- What is being asked: Retype the data in its entirety, with no word changed.

- Data shown:
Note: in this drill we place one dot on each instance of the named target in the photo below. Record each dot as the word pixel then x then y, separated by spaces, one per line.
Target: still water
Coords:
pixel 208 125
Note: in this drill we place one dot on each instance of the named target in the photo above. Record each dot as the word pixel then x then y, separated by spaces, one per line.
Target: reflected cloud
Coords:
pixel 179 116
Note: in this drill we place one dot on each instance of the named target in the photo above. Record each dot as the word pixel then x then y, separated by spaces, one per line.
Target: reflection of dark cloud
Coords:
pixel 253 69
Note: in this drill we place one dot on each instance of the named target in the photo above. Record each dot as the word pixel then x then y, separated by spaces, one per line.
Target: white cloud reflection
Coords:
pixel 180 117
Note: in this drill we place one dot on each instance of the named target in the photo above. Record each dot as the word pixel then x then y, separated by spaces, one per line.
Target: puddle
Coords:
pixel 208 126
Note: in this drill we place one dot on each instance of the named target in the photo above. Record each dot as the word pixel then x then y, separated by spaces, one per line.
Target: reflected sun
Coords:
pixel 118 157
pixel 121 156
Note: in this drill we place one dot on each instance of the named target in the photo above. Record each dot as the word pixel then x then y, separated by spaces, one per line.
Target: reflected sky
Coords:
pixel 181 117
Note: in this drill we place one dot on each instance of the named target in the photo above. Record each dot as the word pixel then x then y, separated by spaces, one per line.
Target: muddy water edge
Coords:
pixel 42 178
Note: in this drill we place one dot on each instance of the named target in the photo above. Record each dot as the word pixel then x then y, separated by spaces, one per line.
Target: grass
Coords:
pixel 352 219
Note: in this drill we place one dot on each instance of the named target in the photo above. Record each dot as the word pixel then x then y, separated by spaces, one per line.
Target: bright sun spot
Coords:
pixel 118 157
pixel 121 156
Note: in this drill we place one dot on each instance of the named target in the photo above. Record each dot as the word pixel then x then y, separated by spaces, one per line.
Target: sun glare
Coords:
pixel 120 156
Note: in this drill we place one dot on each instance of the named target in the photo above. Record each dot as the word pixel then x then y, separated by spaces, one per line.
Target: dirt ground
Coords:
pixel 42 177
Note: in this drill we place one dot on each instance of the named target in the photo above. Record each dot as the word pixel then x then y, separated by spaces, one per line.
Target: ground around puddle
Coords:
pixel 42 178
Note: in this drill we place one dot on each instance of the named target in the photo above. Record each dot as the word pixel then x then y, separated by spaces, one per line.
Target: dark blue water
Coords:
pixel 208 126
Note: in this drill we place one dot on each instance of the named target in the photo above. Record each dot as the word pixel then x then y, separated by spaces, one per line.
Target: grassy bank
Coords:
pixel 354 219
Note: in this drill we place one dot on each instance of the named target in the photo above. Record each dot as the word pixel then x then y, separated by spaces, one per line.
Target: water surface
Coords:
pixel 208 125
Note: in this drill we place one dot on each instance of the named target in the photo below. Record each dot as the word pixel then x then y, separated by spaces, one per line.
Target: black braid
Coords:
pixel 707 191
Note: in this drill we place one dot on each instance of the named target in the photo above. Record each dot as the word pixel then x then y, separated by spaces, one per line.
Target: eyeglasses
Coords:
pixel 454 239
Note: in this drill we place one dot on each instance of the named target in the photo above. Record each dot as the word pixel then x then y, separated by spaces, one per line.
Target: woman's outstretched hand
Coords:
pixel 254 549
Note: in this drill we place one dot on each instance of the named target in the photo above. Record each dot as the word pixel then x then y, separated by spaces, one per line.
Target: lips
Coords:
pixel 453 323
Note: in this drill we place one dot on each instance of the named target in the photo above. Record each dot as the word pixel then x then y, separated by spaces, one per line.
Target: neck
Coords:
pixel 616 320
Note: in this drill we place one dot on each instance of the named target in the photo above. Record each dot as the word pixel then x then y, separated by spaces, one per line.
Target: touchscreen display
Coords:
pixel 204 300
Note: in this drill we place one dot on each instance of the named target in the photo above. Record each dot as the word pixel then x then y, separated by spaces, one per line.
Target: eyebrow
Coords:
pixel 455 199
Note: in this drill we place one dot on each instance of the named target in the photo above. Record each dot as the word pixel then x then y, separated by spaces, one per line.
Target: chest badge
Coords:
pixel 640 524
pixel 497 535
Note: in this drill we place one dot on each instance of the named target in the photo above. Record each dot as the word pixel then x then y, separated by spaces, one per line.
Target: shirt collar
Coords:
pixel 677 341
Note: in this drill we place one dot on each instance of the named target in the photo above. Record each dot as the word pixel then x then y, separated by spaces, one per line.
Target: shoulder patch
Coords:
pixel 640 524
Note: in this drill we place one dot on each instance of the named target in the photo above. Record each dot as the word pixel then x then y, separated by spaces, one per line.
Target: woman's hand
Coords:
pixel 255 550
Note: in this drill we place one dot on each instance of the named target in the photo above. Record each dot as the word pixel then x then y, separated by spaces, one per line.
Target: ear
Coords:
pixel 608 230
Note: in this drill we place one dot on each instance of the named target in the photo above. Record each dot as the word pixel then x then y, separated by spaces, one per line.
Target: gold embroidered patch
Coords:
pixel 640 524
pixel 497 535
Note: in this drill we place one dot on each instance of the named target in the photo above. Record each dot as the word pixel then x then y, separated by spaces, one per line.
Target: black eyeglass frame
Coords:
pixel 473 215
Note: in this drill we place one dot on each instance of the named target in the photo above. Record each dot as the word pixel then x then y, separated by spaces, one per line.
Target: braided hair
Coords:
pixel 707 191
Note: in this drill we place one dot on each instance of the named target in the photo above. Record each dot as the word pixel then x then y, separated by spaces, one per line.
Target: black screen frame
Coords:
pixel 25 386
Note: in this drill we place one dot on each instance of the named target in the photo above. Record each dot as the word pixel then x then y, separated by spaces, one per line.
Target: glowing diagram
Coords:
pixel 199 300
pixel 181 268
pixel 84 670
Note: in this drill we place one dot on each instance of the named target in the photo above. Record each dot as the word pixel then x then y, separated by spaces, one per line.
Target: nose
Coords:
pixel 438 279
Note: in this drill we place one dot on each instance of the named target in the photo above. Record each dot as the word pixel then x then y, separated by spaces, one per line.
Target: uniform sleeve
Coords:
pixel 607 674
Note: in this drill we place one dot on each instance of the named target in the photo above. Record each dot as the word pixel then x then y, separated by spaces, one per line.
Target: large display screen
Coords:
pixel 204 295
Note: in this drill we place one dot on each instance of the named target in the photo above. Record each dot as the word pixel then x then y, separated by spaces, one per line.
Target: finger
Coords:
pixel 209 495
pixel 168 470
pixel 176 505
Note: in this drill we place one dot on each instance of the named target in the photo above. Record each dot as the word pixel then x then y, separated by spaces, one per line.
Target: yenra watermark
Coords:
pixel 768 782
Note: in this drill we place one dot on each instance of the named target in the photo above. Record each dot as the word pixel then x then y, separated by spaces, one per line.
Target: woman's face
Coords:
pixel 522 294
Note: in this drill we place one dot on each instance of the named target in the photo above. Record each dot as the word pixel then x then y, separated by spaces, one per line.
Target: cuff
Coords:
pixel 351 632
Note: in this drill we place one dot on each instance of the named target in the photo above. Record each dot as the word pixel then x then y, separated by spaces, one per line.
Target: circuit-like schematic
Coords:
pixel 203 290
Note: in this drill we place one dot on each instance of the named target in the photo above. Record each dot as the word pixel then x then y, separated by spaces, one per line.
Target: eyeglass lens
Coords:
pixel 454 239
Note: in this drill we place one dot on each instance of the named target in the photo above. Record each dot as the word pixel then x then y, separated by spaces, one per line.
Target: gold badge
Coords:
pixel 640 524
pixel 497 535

- Answer space:
Note: in this drill we place one dot on each instance of the named target in the photo below. Record each dot as the word pixel then x then y, separated by spaces, one per line.
Target: still water
Coords:
pixel 208 125
Note: in this drill we place one dot on each instance of the named target in the photo above. Record each dot as the word pixel then x then y, separated by spaces, one per line.
Target: reflected cloud
Coords:
pixel 179 116
Note: in this drill we place one dot on each instance of the named target in the photo above. Record each dot as the word pixel then x then y, separated by spaces, one per line.
Target: reflection of dark cloud
Coords:
pixel 253 69
Note: in this drill we place one dot on each instance of the named target in the photo above. Record each dot as the word pixel then x then y, separated by spaces, one per line.
Target: white cloud reflection
Coords:
pixel 180 117
Note: in this drill we place one dot on each instance of the named target in the photo above. Record each dot as the word pixel then x then y, separated by spaces, one per line.
Target: puddle
Coords:
pixel 208 126
Note: in this drill we place one dot on each instance of the named target in the photo above. Record each dot as the word pixel then x then y, separated by spaces, one per line.
Target: reflected sun
Coords:
pixel 118 157
pixel 121 156
Note: in this drill we place one dot on each instance of the named target in the photo above. Record each dot as the word pixel then x then y, separated by spaces, one per line.
Target: reflected sky
Coords:
pixel 181 117
Note: in this drill we place one dot on each instance of the named target in the photo above. Record each dot as the word pixel then x then y, separated by spaces, one per line.
Target: muddy water edge
Coords:
pixel 42 178
Note: in this drill we place one dot on each instance of the named target in the photo above. Record each dot as the word pixel then x then y, separated by spaces, one per line.
Target: grass
Coords:
pixel 352 219
Note: in this drill we place one dot on each instance of the named target in the photo above. Record each dot as the word pixel then x then y, separated by spaces, one per line.
Target: bright sun spot
Coords:
pixel 118 157
pixel 121 156
Note: in this drill we place one dot on each instance of the named target in the photo above. Record each dot as the word pixel then x then y, separated by spaces, one per line.
Target: sun glare
Coords:
pixel 120 156
Note: in this drill we place one dot on each instance of the named target in the photo above. Record each dot as the word pixel then x then y, separated by spaces, one per line.
Target: dirt ground
Coords:
pixel 42 177
Note: in this drill we place one dot on each instance of the named target in the photo above. Record each dot as the word pixel then x then y, separated by spaces, one per line.
Target: ground around puddle
Coords:
pixel 42 178
Note: in this drill we place one dot on each instance of the named target in the photo above. Record each dot as the word pixel then x then y, separated by spaces, one per line.
Target: dark blue water
Coords:
pixel 208 126
Note: in this drill we place one dot on each instance of the named target in the photo above. Record each dot as the word pixel then x then y, separated by spaces, one per line.
Target: grassy bank
Coords:
pixel 354 219
Note: in this drill we place one dot on each instance of the named target in the photo above. Record each dot as the word pixel then x then y, separated by spaces, one per line.
Target: water surface
Coords:
pixel 208 125
Note: in this drill we place one dot on each instance of the named target in the photo below. Record each dot as the word pixel then x then y, separated by spaces, one per line.
Target: black braid
Coords:
pixel 707 191
Note: in this drill we place one dot on each instance of the named target in the photo above. Record each dot as the word pixel then x then y, separated by spaces, one per line.
Target: eyeglasses
Coords:
pixel 454 239
Note: in this drill we place one dot on each instance of the named target in the photo above. Record each dot as the word pixel then x then y, separated by spaces, one per line.
Target: woman's outstretched hand
Coords:
pixel 254 549
Note: in this drill we place one dot on each instance of the named target in the photo above. Record each dot as the word pixel then x then y, separated by spaces, one per line.
Target: lips
Coords:
pixel 453 323
Note: in this drill we place one dot on each instance of the named target in the photo above. Record each dot as the word pixel then x then y, separated by spaces, one per line.
Target: neck
Coords:
pixel 616 320
Note: in this drill we place one dot on each instance of the named target in the photo above. Record each dot as the word pixel then x then y, separated by spaces, one per line.
Target: touchscreen display
Coords:
pixel 204 300
Note: in this drill we place one dot on each instance of the named target in the photo above. Record each dot as the word pixel then x then y, separated by spaces, one per line.
Target: eyebrow
Coords:
pixel 455 199
Note: in this drill we place one dot on each instance of the named target in the photo above. Record each dot as the word pixel then x then y, separated by spaces, one per line.
Target: chest badge
Coords:
pixel 640 524
pixel 497 535
Note: in this drill we place one dot on each instance of the named target in the photo above. Record each dot as the word pixel then x then y, separated by spaces, one per line.
Target: shirt collar
Coords:
pixel 677 341
Note: in this drill we place one dot on each instance of the named target in the photo above. Record each dot as the word pixel then x then y, separated by spaces, one per line.
Target: shoulder patch
Coords:
pixel 640 524
Note: in this drill we place one dot on each instance of the named target in the photo above. Record each dot as the word pixel then x then y, separated by spaces, one per line.
Target: woman's hand
Coords:
pixel 255 550
Note: in this drill we place one dot on each instance of the named target in the photo above. Record each dot as the word pixel then x then y, separated by spaces, one per line.
Target: ear
Coords:
pixel 608 230
Note: in this drill we place one dot on each instance of the named target in the photo above. Record each dot as the word pixel then x then y, separated by spaces, one per line.
Target: gold embroidered patch
Coords:
pixel 640 524
pixel 497 535
Note: in this drill we place one dot on each instance of the named target in the photo above. Record each dot as the word pixel then x then y, separated by spaces, one per line.
Target: black eyeglass frame
Coords:
pixel 473 215
Note: in this drill we place one dot on each instance of the named target in the photo above. Record each dot as the word pixel then x then y, separated by spaces, one per line.
Target: braided hair
Coords:
pixel 707 191
Note: in this drill we place one dot on each instance of the named target in the photo above. Record each dot as the word pixel then x then y, separated by spaces, one per line.
Target: black screen frame
Coords:
pixel 25 386
Note: in this drill we place one dot on each instance of the named target in the photo above. Record each dot as the word pixel then x then y, separated by spaces, one per line.
Target: glowing diagram
Coords:
pixel 199 300
pixel 181 268
pixel 84 670
Note: in this drill we place one dot on each instance of the named target in the photo above. Record each dot as the word pixel then x then y, separated by spaces, one per line.
Target: nose
Coords:
pixel 438 279
Note: in this drill we place one dot on each instance of the named target in the photo above. Record each dot as the word pixel then x then y, separated by spaces, one per line.
Target: uniform sleeve
Coords:
pixel 607 674
Note: in this drill we place one dot on each instance of the named target in the photo above. Record each dot as the word pixel then x then y, separated by spaces, one per line.
Target: large display screen
Coords:
pixel 204 295
Note: in this drill we place one dot on each instance of the named target in the photo above. Record each dot as the word pixel then x then y, separated by spaces, one per line.
Target: finger
Coords:
pixel 209 495
pixel 168 470
pixel 176 505
Note: in this drill we place one dot on each instance of the named target in the photo above. Record each dot as the word pixel then x then y, separated by spaces, one per line.
Target: yenra watermark
Coords:
pixel 768 782
Note: in this drill we place one dot on each instance of the named target in the photo above. Record each dot as the word pixel then x then y, separated by spaces, one per line.
Target: woman's face
Coords:
pixel 522 294
Note: in this drill we place one dot on each instance of the named target in the photo above. Record each dot as the word pixel then x then y, separated by spaces, one per line.
Target: cuff
Coords:
pixel 351 632
Note: in this drill we place one dot on each instance of the named target in the photo above. Record each dot as the word pixel then x then y, separated by spaces, one per line.
Target: circuit-like schematic
Coords:
pixel 203 290
Note: in this drill we place one dot on each instance of the named target in the photo above. Record each dot as the word pixel then x then y, separated by spaces, one per line.
Target: eyeglass lens
Coords:
pixel 454 239
Note: in this drill we place one dot on each instance of the named target in the photo above. Record each dot as the word pixel then x then y, separated by spaces, one per line.
Target: gold badge
Coords:
pixel 640 524
pixel 497 535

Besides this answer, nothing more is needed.